::: Passage shown :::
One week later, shouts of the Korean rally cry Hwaiting! (essentially: let’s go!) filled the breezy coastal air as Jin Young Ko made the turn in her third round at the Palos Verdes Championship, tailed by a gallery ranging in age from visor-wearing halmeonis (grandmas) to a pair of young girls who filled dead time by practicing their own swings with invisible clubs. Later, coming off the 18th green, the world No. 1 debriefed with a South Korean television station while a camera-chasing boy frantically flapped the country’s red, blue, black and white flag in the background.
“Palos Verdes was more in the countryside compared to Wilshire, so I was surprised that there were so many Koreans,” Ko says. “I heard a lot of Korean while I was playing. It felt as if I was back in Korea.”
No matter the location these days, such scenes are increasingly par for the sport’s course. Consider: Since 2012, Ko and 12 of her compatriots have combined to claim more than two-fifths of all LPGA majors (21 out of 51); in that same span South Korea has also produced six out of nine tour rookies of the year, most recently ’19 winner Jeongeun Lee6, who uses the digit in her official title as a way to distinguish herself from the five other Jeongeun Lees who preceded her in the professional ranks. All told, as of the end of June, five of the top 13 and 30 of the planet’s top 100 female golfers represented South Korea, more than any other nation. And: That is without counting expatriates like No. 5 Lydia Ko, raised in New Zealand after moving from Seoul when she was young, or foreign-born daughters of Korean immigrants such as No. 2 Minjee Lee, the Australian winner of May’s U.S. Women’s Open.
:::
Written request A:
Copy out the golf passage above in full, word for word.
::: Material for this exercise :::
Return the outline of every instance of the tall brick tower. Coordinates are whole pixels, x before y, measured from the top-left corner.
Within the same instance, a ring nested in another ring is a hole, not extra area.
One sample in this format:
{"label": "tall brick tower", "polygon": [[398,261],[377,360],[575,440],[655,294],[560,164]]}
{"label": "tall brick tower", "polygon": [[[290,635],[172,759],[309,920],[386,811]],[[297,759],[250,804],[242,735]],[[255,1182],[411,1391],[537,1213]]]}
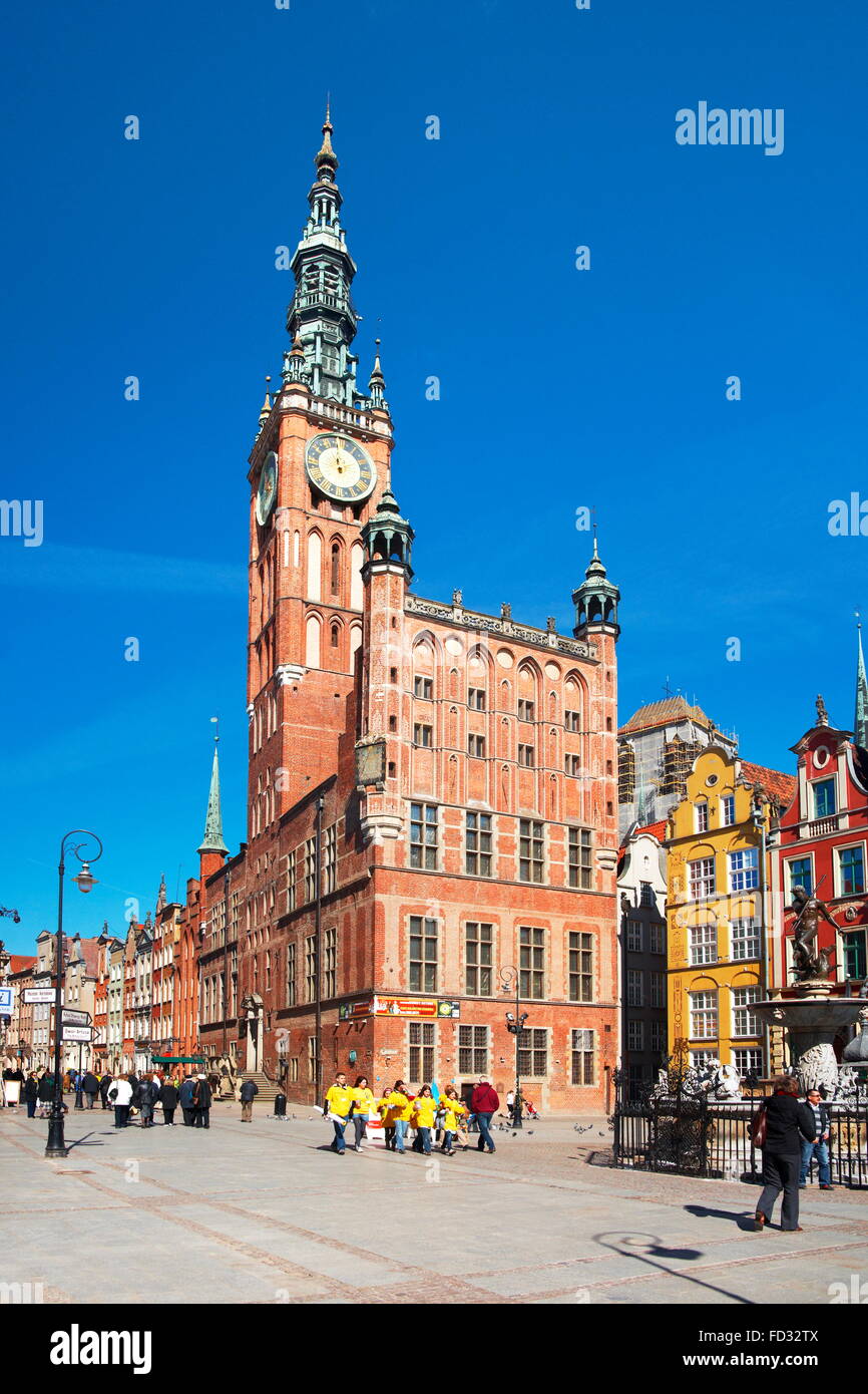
:::
Written request B:
Restate every line of the rows above word for word, with the pictures left out.

Exercise output A:
One week later, shouts of the Korean rally cry Hwaiting! (essentially: let’s go!) filled the breezy coastal air as Jin Young Ko made the turn in her third round at the Palos Verdes Championship, tailed by a gallery ranging in age from visor-wearing halmeonis (grandmas) to a pair of young girls who filled dead time by practicing their own swings with invisible clubs. Later, coming off the 18th green, the world No. 1 debriefed with a South Korean television station while a camera-chasing boy frantically flapped the country’s red, blue, black and white flag in the background.
“Palos Verdes was more in the countryside compared to Wilshire, so I was surprised that there were so many Koreans,” Ko says. “I heard a lot of Korean while I was playing. It felt as if I was back in Korea.”
No matter the location these days, such scenes are increasingly par for the sport’s course. Consider: Since 2012, Ko and 12 of her compatriots have combined to claim more than two-fifths of all LPGA majors (21 out of 51); in that same span South Korea has also produced six out of nine tour rookies of the year, most recently ’19 winner Jeongeun Lee6, who uses the digit in her official title as a way to distinguish herself from the five other Jeongeun Lees who preceded her in the professional ranks. All told, as of the end of June, five of the top 13 and 30 of the planet’s top 100 female golfers represented South Korea, more than any other nation. And: That is without counting expatriates like No. 5 Lydia Ko, raised in New Zealand after moving from Seoul when she was young, or foreign-born daughters of Korean immigrants such as No. 2 Minjee Lee, the Australian winner of May’s U.S. Women’s Open.

Exercise output B:
Return the outline of every instance of the tall brick tower. Coordinates are whole pixels, x before y, measured from the top-left corner.
Within the same instance, a ring nested in another ring is a hole, not extra area.
One sample in this format:
{"label": "tall brick tower", "polygon": [[398,261],[377,360],[575,440],[655,294],[560,164]]}
{"label": "tall brick tower", "polygon": [[[290,635],[172,759],[309,920],[386,811]],[[297,759],[250,804],[242,735]],[[255,1182],[411,1391],[537,1213]]]}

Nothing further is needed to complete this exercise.